(Dataset records)
..............................

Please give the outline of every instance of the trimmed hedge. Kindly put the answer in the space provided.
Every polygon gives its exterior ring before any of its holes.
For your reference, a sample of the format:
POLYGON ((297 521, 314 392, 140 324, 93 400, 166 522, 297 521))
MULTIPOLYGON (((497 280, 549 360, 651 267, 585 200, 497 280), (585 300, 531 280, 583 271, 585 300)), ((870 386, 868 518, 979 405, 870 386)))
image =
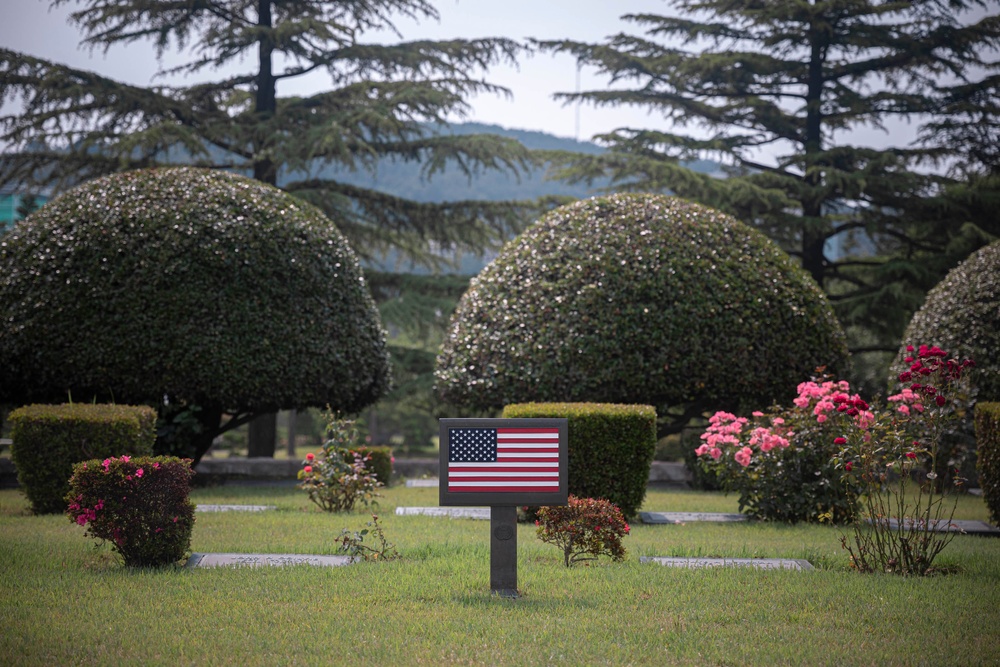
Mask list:
POLYGON ((609 500, 634 517, 656 451, 656 410, 649 405, 520 403, 507 418, 565 417, 569 426, 569 492, 609 500))
POLYGON ((990 518, 1000 526, 1000 403, 976 405, 976 470, 990 518))
POLYGON ((35 514, 66 510, 73 464, 152 453, 156 411, 131 405, 28 405, 10 413, 11 459, 35 514))
POLYGON ((163 453, 200 459, 227 412, 356 413, 389 387, 381 319, 334 221, 244 176, 88 181, 5 234, 0 266, 0 402, 166 396, 199 428, 163 453))
POLYGON ((815 281, 761 232, 676 197, 557 208, 473 279, 437 359, 444 400, 762 409, 847 363, 815 281))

..............................

- **REQUEST**
Arrange every one of the rows above as a numbered list, skipping any blank lines. Leave the pictures out of your answer.

- **OUTPUT FOR THIS TASK**
1. Please give the outline of every instance of the trimmed hedge. Kindly put the answer in the space provided.
2. Every polygon gives its exterior ring before any of its holes.
3. For your reference, a sample of the format:
4. POLYGON ((297 521, 314 392, 140 324, 93 400, 166 522, 297 521))
5. MULTIPOLYGON (((497 280, 549 360, 651 267, 585 200, 497 280), (585 300, 531 280, 583 271, 585 300)), ((870 386, 868 518, 979 405, 870 386)))
6. image =
7. Mask list:
8. POLYGON ((609 500, 634 517, 656 451, 656 410, 649 405, 520 403, 507 418, 565 417, 569 426, 569 492, 609 500))
9. POLYGON ((990 518, 1000 526, 1000 403, 976 405, 976 470, 990 518))
10. POLYGON ((35 514, 66 510, 73 464, 152 453, 156 411, 131 405, 28 405, 10 413, 11 459, 35 514))
11. POLYGON ((163 453, 200 459, 227 412, 356 413, 389 387, 381 319, 334 221, 244 176, 88 181, 5 234, 0 266, 0 402, 166 396, 199 428, 163 453))
12. POLYGON ((815 281, 761 232, 676 197, 557 208, 473 279, 437 359, 444 400, 762 409, 847 363, 815 281))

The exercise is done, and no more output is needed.